LIST OF TASKS:
[1] According to the text on Bahadur Shah Zafar, where did the British exile him in 1858?
[2] Reproduce word for word the stretch of the text on Bahadur Shah Zafar from "Bahadur Shah II, usually" through "on several charges.".

# START OF EXTRACT

Bahadur Shah II, usually referred to by his poetic title Bahadur Shah Zafar (; Zafar  Victory) was born Mirza Abu Zafar Siraj-ud-din Muhammad (24 October 1775 – 7 November 1862) and was the twentieth and last Mughal Emperor of India as well as an Urdu poet. He was the second son and the successor to his father, Akbar II, who died on 28 September 1837. He was a titular Emperor, as the Mughal Empire existed in name only and his authority was limited only to the walled city of Old Delhi (Shahjahanbad). Following his involvement in the Indian Rebellion of 1857, the British exiled him to Rangoon in the British-controlled Burma in 1858, after convicting him on several charges.

Bahadur Shah Zafar's father, Akbar II, had been imprisoned by the British and he was not his father's preferred choice as his successor. One of Akbar Shah's queens  pressured him to declare her son, Mirza Jahangir, as his successor. However, the East India Company exiled Jahangir after he attacked their resident in the Red Fort, paving the way for Bahadur Shah to assume the throne.

Reign

Bahadur Shah Zafar ruled over a Mughal Empire that had by the early 19th century been reduced to only the city of Delhi and the surrounding territory as far as Palam. The Maratha Empire had brought an end to the Mughal Empire in the Deccan during the 18th century and the regions of India formerly under Mughal rule had either been absorbed by the Marathas or had declared independence and become smaller kingdoms. The Marathas installed Shah Alam II in the throne in 1772, under the protection of the Maratha general Mahadaji Shinde and maintained suzerainty over Mughal affairs in Delhi. The East India Company became the dominant political and military power in mid-nineteenth century India. Outside the region controlled by the company, hundreds of kingdoms and principalities fragmented their land. The emperor was respected by the company, who provided him with a pension. The emperor permitted the company to collect taxes from Delhi and maintain a military force in it. Zafar never had any interest in statecraft or had any "imperial ambition". After the Indian Rebellion of 1857, the British exiled him from Delhi.

# END OF EXTRACT
# START OF MATERIAL SHOWN

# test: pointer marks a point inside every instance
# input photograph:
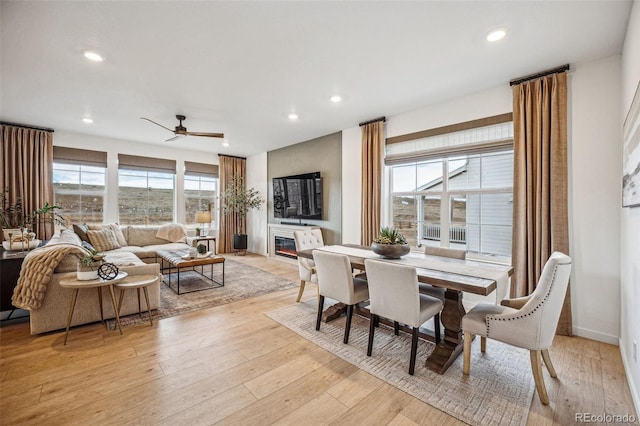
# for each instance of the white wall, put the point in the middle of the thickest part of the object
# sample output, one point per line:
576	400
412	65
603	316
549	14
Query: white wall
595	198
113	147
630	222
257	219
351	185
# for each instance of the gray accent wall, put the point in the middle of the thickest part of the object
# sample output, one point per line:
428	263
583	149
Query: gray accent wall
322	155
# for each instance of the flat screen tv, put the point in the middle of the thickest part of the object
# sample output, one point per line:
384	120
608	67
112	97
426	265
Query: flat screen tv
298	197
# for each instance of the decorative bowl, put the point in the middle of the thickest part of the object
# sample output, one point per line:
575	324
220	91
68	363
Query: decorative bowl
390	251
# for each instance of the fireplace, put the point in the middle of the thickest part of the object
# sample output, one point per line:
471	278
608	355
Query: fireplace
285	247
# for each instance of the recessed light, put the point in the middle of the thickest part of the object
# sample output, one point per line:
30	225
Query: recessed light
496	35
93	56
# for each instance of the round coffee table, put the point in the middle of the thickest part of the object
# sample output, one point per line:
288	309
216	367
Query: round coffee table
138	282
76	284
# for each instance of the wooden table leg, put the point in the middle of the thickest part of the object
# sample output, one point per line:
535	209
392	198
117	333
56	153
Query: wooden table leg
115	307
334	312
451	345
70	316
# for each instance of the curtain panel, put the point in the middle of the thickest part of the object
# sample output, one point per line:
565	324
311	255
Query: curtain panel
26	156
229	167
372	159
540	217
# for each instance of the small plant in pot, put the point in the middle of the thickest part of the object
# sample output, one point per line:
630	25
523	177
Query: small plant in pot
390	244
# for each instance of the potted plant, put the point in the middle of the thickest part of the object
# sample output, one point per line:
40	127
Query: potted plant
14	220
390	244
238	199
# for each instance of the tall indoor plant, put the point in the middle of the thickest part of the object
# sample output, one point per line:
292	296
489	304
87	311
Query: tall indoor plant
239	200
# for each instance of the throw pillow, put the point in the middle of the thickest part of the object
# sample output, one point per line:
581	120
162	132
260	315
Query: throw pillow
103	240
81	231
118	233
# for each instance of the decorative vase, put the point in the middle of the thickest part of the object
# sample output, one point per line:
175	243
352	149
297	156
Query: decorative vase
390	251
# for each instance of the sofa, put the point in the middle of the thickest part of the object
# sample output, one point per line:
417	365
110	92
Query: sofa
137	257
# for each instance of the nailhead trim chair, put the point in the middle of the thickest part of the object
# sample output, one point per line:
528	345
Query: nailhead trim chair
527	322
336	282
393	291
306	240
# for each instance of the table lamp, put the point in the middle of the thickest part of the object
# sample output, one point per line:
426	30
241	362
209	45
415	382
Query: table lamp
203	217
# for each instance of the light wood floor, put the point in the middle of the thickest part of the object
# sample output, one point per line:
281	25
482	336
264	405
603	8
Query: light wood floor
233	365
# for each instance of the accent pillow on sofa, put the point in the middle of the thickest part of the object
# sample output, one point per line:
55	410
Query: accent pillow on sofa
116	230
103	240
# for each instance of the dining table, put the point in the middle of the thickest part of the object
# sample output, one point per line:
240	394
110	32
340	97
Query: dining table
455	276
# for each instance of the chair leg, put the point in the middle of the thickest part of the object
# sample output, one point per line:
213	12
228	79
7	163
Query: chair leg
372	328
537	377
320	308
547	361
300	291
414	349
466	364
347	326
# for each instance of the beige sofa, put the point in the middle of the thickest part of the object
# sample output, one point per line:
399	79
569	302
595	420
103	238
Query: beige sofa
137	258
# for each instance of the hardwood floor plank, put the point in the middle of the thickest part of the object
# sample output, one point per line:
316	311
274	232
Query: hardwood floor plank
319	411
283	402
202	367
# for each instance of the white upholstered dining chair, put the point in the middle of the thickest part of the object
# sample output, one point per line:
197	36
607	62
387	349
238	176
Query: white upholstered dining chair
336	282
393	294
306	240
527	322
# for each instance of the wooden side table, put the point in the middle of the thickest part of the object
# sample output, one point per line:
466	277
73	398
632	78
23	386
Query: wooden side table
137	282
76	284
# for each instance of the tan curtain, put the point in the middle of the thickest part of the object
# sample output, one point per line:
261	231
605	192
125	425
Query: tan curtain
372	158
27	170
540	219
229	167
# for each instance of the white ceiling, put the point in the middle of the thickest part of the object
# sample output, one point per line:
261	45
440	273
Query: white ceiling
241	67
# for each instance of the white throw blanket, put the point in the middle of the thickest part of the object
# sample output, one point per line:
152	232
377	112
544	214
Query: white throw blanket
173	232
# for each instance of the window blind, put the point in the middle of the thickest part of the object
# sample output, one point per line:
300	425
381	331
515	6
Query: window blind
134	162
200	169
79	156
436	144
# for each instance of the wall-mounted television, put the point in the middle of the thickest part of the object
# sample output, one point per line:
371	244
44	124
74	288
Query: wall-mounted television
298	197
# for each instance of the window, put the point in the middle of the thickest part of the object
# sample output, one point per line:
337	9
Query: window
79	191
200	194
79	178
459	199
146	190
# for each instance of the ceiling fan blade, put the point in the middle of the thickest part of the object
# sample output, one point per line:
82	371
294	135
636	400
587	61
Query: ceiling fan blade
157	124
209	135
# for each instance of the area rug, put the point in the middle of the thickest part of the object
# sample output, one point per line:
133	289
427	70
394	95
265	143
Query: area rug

# END OF MATERIAL SHOWN

TASK-BY-TASK OUTPUTS:
[1] To Rangoon, in British-controlled Burma.

[2]
Bahadur Shah II, usually referred to by his poetic title Bahadur Shah Zafar (; Zafar  Victory) was born Mirza Abu Zafar Siraj-ud-din Muhammad (24 October 1775 – 7 November 1862) and was the twentieth and last Mughal Emperor of India as well as an Urdu poet. He was the second son and the successor to his father, Akbar II, who died on 28 September 1837. He was a titular Emperor, as the Mughal Empire existed in name only and his authority was limited only to the walled city of Old Delhi (Shahjahanbad). Following his involvement in the Indian Rebellion of 1857, the British exiled him to Rangoon in the British-controlled Burma in 1858, after convicting him on several charges.